The input:
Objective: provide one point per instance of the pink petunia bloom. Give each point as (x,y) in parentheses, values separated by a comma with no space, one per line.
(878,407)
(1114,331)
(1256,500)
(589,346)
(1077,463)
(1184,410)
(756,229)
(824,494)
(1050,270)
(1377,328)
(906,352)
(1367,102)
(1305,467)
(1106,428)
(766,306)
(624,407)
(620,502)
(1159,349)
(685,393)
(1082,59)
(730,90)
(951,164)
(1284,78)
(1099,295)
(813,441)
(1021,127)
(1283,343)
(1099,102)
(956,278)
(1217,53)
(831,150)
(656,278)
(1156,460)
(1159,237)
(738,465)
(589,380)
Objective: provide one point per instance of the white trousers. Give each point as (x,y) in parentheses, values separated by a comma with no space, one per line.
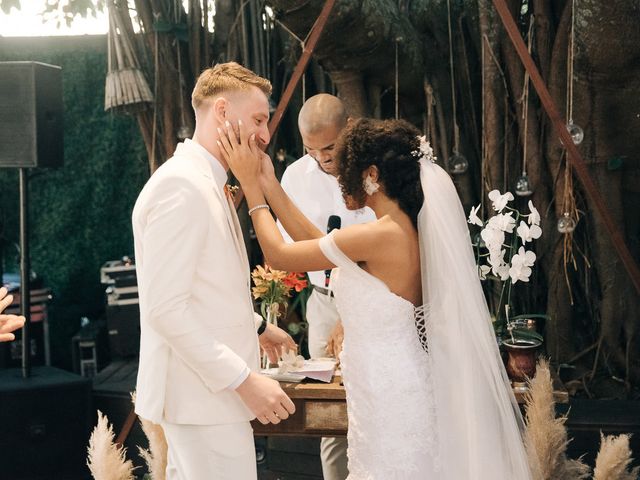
(322,317)
(210,452)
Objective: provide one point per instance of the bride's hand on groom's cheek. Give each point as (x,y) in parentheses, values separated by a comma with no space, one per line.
(241,154)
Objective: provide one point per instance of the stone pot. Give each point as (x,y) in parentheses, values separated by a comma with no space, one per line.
(521,358)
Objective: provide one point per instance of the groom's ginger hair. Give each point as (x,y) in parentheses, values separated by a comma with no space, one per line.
(226,77)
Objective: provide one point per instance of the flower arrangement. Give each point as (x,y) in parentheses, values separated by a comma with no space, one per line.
(273,287)
(507,259)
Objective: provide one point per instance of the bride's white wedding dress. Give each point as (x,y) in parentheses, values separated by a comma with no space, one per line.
(387,377)
(448,414)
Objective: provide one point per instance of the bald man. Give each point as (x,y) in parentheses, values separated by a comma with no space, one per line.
(311,184)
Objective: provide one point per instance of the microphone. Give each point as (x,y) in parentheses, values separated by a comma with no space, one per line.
(334,222)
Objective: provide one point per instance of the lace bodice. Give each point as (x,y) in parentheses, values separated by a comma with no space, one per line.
(386,375)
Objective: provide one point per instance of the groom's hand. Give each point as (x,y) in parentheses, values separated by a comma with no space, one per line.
(274,341)
(265,399)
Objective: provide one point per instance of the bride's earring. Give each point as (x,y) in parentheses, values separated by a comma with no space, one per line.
(370,187)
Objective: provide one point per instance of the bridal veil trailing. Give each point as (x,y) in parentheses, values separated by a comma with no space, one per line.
(478,423)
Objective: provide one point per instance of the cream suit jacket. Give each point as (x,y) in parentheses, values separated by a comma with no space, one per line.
(197,323)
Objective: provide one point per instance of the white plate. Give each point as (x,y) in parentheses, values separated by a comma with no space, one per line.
(282,377)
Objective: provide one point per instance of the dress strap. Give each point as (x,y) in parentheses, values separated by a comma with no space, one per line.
(334,254)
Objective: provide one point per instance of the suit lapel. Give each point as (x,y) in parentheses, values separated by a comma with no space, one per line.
(234,228)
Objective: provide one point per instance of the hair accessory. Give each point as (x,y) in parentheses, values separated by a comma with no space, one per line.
(370,186)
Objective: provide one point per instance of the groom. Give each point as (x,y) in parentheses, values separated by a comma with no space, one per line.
(199,351)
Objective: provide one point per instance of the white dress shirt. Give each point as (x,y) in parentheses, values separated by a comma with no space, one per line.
(318,196)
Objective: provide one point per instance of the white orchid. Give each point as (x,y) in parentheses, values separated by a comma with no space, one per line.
(534,216)
(473,216)
(501,238)
(521,264)
(502,221)
(493,238)
(528,234)
(499,200)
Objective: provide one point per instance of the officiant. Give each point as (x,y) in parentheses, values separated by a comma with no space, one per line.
(312,185)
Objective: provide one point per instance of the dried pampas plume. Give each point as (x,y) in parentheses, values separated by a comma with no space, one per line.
(546,436)
(614,458)
(105,459)
(156,456)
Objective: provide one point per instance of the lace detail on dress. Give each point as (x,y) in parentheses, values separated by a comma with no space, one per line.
(421,326)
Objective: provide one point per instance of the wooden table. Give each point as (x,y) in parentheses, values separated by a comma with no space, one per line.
(321,409)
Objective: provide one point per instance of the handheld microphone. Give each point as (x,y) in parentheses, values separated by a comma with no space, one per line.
(334,222)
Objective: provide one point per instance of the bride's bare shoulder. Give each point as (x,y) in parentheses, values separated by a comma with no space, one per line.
(360,241)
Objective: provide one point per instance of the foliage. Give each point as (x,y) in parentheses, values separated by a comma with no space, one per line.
(80,213)
(274,287)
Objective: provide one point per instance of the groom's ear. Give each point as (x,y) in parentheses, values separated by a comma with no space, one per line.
(220,109)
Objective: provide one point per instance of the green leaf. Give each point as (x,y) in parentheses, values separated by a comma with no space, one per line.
(526,334)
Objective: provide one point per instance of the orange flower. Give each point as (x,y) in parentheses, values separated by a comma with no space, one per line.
(296,281)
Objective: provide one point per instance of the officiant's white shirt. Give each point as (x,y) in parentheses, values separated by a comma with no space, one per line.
(318,196)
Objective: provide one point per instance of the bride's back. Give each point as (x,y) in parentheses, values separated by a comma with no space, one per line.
(396,259)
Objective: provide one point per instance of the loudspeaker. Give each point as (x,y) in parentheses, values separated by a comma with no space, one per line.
(123,325)
(31,115)
(45,422)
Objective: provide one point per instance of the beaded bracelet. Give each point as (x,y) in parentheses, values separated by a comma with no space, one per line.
(258,207)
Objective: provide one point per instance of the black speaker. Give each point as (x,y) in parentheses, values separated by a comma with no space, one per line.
(31,115)
(123,325)
(45,422)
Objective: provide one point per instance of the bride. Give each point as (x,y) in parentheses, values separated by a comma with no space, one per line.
(427,395)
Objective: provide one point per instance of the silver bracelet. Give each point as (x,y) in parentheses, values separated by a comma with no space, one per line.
(258,207)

What is being asked: A word-for-word retyping of every record is required, without the pictures.

Answer to this problem:
Objective: provide one point per instance of the pink petunia bloom. Give each point as (x,y) in parentheses, values separated by a comma with no space, one per line.
(878,407)
(1114,331)
(1256,500)
(589,346)
(1077,463)
(1184,410)
(756,229)
(824,494)
(1050,270)
(1377,328)
(906,352)
(1367,102)
(1305,467)
(1106,428)
(766,306)
(624,407)
(620,502)
(1159,349)
(685,393)
(1082,59)
(730,90)
(951,164)
(1284,78)
(1099,295)
(813,441)
(1021,127)
(1283,343)
(1099,102)
(956,278)
(1217,53)
(831,150)
(656,278)
(1156,460)
(1159,237)
(738,465)
(589,380)
Objective: provide one point per instance of the white trousers. Give each point as (x,y) in parentheses, values separated by a comma with no space, one per line.
(322,317)
(210,452)
Objective: provide one point per instance of the bride's hand on groom's cheek. Give each point as (x,y) in parentheses, values separated by a comma with no space, one per line.
(241,154)
Objective: provide one point per instance of the stone pot. Give each point as (x,y) in parentheses, values separated by a comma with no space, one per line.
(521,358)
Objective: provide one point per instance of the groom's ginger hair. Give each point as (x,y) in parentheses, values separated by a comma with no space, one per line.
(226,77)
Objective: provide one point per instance of the flower arrangement. Give each point as (x,y) in parentheses, values separated by a comma with no space, one per line.
(273,287)
(507,259)
Objective: provide one point per instance of the bride's white wedding dress. Give each point as (x,y) in parentheses, values separated by a comma with no space, one per line.
(387,377)
(448,414)
Objective: provide one point per instance of the bald man. Give each point as (x,y) in parentheses, values separated by a comma with no space, one per line.
(311,184)
Objective: provide one point per instance of the microphone. Give each point as (x,y) in parentheses, values separated by a comma with no space, one per line.
(334,222)
Objective: provide one point per instance of the lace bodice. Give each point as (x,y) in parentheses, values separated by a comma with no space, one per line.
(386,375)
Objective: provide one point per instance of the groom's hand. Give each point as (x,y) in parentheses, values separated by a comma with no space, one per line.
(274,341)
(265,399)
Objective: provide one point per instance of the bride's earring. Give each point as (x,y) in parentheses, values separated by a comma with no space, one per line.
(370,187)
Objective: provide one point per instance of the bridal veil trailing. Give each point as (x,y) in parentheses, values separated by a comma with no space, one per line.
(478,423)
Objective: provide one point per instance of the cream suit jacket. Give each point as (x,y) in parentheses, values separated by a comma with no space, one per line.
(197,323)
Objective: provide one point per instance of the white plate. Give each point as (x,y) in parentheses, values separated by a comma with no space, one per line.
(282,377)
Objective: provide one point per instance of the dress strap. Give each point as (x,y) in parentheses, values separated by a comma with no space, one per line.
(334,254)
Objective: provide one point per instance of the suit lapel. Give each point as (x,y) in parentheses, values separated by a comma with no space, one per line.
(234,228)
Objective: provide one point per instance of the hair accessory. Give each point as (x,y) in parentheses, values separated by a comma with no space, one per line.
(370,186)
Objective: provide one point per instance of the groom. Give each point as (x,y) in parentheses, values separated by a comma with no space, one per line.
(199,351)
Objective: provide one point per instance of the white dress shirt. Give each point as (x,y) in parentheses, values separated by a comma with no space, one per line.
(318,196)
Objective: provide one point per instance of the white orchid. Give each point as (x,y) in parentheses, values separated by a comma with no space, one per line.
(534,216)
(473,216)
(501,238)
(521,264)
(502,221)
(493,238)
(528,234)
(499,200)
Objective: provide one point per instance of the officiant. Give each point as (x,y) in parentheses, values separated by a comma with no space, one per line.
(312,185)
Objective: provide one point per instance of the dried pampas plume. Give each point as (x,y) in parentheses, values separated by a comma with no space, one per line.
(546,436)
(614,458)
(105,459)
(156,456)
Objective: provide one point per instance of the lace detail on dress. Give each point as (x,y) in parentheses, values separated by a comma with no space, one per line.
(421,326)
Objective: provide one point per instance of the wooden table. Give each point as (x,y) in parentheses, values separated by a comma with no space, one per line.
(321,409)
Objective: provide one point per instance of the handheld microphone. Give each point as (x,y) in parentheses, values separated by a comma with no space, one per line.
(334,222)
Objective: provide one point per instance of the bride's bare shoulder. Give each point as (x,y) in parentheses, values separated by a comma with no space, one per line.
(360,241)
Objective: provide one point per instance of the foliage. Give each point as (x,y) in parentheses, values separated by a comma with no space, one per line.
(80,213)
(274,287)
Objective: provide one point per instance of the groom's ear. Give each point as (x,y) in parentheses, values separated by a comma with no space, one per line.
(220,109)
Objective: provide one point per instance of the green leaf. Give each point as (x,y) in parentheses, values separated by a comma with no space, one per line.
(526,334)
Objective: provide one point per instance of the orange flower. Give each point as (x,y) in parentheses, values separated by a comma with no space, one per line.
(296,281)
Objective: provide one point per instance of the officiant's white shirt. Give each point as (x,y) in parentheses, values separated by a comma with no space, one per line.
(318,196)
Objective: provide one point per instance of the bride's back. Give each point as (x,y) in parentheses, values separated by a comma with no space, one per line.
(396,259)
Objective: provide one point per instance of the loudspeaker. Give each point as (x,y) in parentheses, values separated by a comma with no space, one per line.
(123,325)
(31,115)
(45,422)
Objective: provide one point per instance of the beaded bracelet. Give each point as (x,y) in parentheses, values separated by a comma with no space, one per line.
(258,207)
Objective: provide one point per instance of the black speaker. Give each point as (x,y) in parentheses, values separated by a comma with no space, one per line.
(31,115)
(123,325)
(45,422)
Objective: provide one point per instance of the bride. Give each point as (x,y) in parentheses, values separated by a comma with no space, one per line.
(427,395)
Objective: provide one point per instance of the silver bracelet. Give each point as (x,y) in parentheses, values separated by a comma with no space, one per line.
(258,207)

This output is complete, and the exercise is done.